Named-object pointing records
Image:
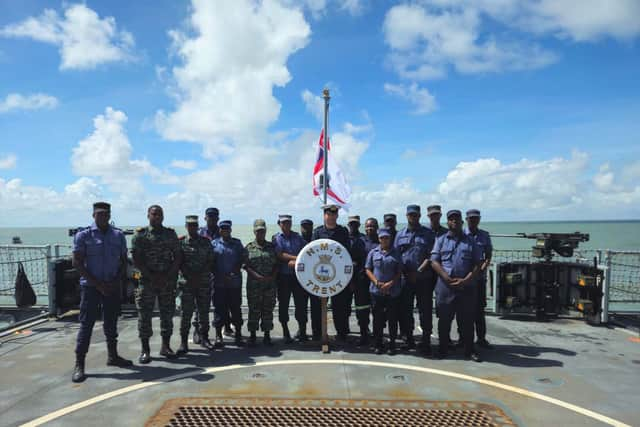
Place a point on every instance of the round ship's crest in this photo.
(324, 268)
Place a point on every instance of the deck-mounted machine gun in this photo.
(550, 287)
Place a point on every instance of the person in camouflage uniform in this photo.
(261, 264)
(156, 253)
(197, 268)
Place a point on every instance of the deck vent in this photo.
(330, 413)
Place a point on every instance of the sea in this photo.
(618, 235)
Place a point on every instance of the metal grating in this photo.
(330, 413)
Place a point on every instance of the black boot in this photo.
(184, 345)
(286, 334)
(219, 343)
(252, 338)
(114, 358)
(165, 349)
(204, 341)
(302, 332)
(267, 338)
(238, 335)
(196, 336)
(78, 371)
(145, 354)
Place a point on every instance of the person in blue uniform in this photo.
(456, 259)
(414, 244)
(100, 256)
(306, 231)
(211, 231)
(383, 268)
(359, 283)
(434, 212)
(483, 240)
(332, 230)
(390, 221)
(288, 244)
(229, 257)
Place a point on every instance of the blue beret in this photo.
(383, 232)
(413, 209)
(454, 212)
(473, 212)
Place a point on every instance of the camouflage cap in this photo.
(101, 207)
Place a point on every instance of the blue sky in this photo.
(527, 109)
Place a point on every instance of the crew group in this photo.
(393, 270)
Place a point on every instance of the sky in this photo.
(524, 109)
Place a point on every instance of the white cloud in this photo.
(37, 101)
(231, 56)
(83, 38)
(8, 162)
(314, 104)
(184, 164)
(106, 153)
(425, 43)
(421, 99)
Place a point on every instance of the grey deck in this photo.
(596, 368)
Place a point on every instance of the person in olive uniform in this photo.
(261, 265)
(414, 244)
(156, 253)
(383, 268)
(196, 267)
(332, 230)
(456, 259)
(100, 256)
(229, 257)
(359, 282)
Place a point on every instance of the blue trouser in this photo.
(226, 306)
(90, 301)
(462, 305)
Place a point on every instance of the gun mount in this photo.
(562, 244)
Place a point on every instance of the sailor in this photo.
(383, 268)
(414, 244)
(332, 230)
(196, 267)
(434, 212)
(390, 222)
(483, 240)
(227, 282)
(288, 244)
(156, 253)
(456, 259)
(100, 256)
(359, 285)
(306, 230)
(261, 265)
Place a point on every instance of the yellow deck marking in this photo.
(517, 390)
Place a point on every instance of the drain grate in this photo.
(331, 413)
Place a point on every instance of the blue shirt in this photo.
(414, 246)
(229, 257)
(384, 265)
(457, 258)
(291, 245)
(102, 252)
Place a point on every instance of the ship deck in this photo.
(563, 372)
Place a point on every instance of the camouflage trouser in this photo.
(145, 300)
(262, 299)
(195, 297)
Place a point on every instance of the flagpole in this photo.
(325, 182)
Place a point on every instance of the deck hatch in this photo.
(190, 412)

▶ **Problem to solve**:
Transcribe each line above verbatim, with the pictures left out.

▶ **Correct result**:
Image:
Place a point on every instance of the round ship's crest in this photo.
(324, 268)
Place a point on every instance of the deck-mounted machine gun in this photo.
(550, 287)
Place a point on every instance of the person in camouflage uniform in this photo.
(261, 264)
(156, 253)
(197, 268)
Place a point on every instance of the deck vent in this photo.
(330, 413)
Place a point on every instance of the sea in this photo.
(618, 235)
Place a point on every instance of the metal grating in this photo.
(330, 413)
Place a point on every instance of the black boot in this photo.
(184, 345)
(286, 334)
(219, 343)
(252, 338)
(114, 358)
(165, 349)
(204, 341)
(302, 332)
(267, 338)
(238, 335)
(196, 336)
(78, 371)
(145, 354)
Place a point on every instance of the person in blue uniform in this photo.
(456, 259)
(414, 244)
(100, 256)
(306, 231)
(211, 231)
(383, 268)
(359, 283)
(434, 212)
(483, 240)
(332, 230)
(390, 221)
(288, 244)
(229, 257)
Place a point on every instance of the blue beret in this photo.
(383, 232)
(413, 209)
(454, 212)
(473, 212)
Place a point on every instance of the camouflage cap in this photo.
(101, 207)
Place a point on every instance of the blue sky in this photo.
(527, 109)
Place a point on every instance of the crew group in this photo.
(393, 270)
Place a point on every instance of the sky in this photo.
(524, 109)
Place a point on every instance of the white cloud in this photo.
(37, 101)
(231, 56)
(83, 38)
(8, 162)
(314, 104)
(184, 164)
(106, 153)
(425, 43)
(421, 99)
Place a point on every instance of the grey deck in this photo.
(596, 368)
Place a point on every instance of the person in olive uniform in this photo.
(261, 265)
(414, 244)
(156, 253)
(383, 268)
(196, 267)
(332, 230)
(456, 259)
(100, 256)
(229, 257)
(359, 282)
Place a point on every instance of the blue trouser in this photo.
(226, 306)
(90, 301)
(462, 305)
Place a point on every instance of the gun mount in this photo.
(562, 244)
Place a point on every instance of the sailor in this photo.
(383, 268)
(414, 244)
(332, 230)
(196, 267)
(434, 212)
(390, 222)
(483, 240)
(227, 282)
(288, 244)
(156, 253)
(456, 259)
(100, 256)
(359, 285)
(306, 230)
(261, 265)
Place a point on every instance of the yellow deck marking in this photo.
(517, 390)
Place a point on every instance of the drain grate in this photo.
(331, 413)
Place a point on every instance of the blue shirt in this photo.
(414, 246)
(229, 257)
(384, 265)
(457, 258)
(291, 245)
(102, 252)
Place a point on every instance of the ship deck in this photo.
(563, 372)
Place a point on every instance of the camouflage trouser in this photo.
(145, 300)
(262, 299)
(195, 297)
Place a point on every instance of the flagpole in this photo.
(325, 182)
Place a point on every instance of the deck hatch in this photo.
(190, 412)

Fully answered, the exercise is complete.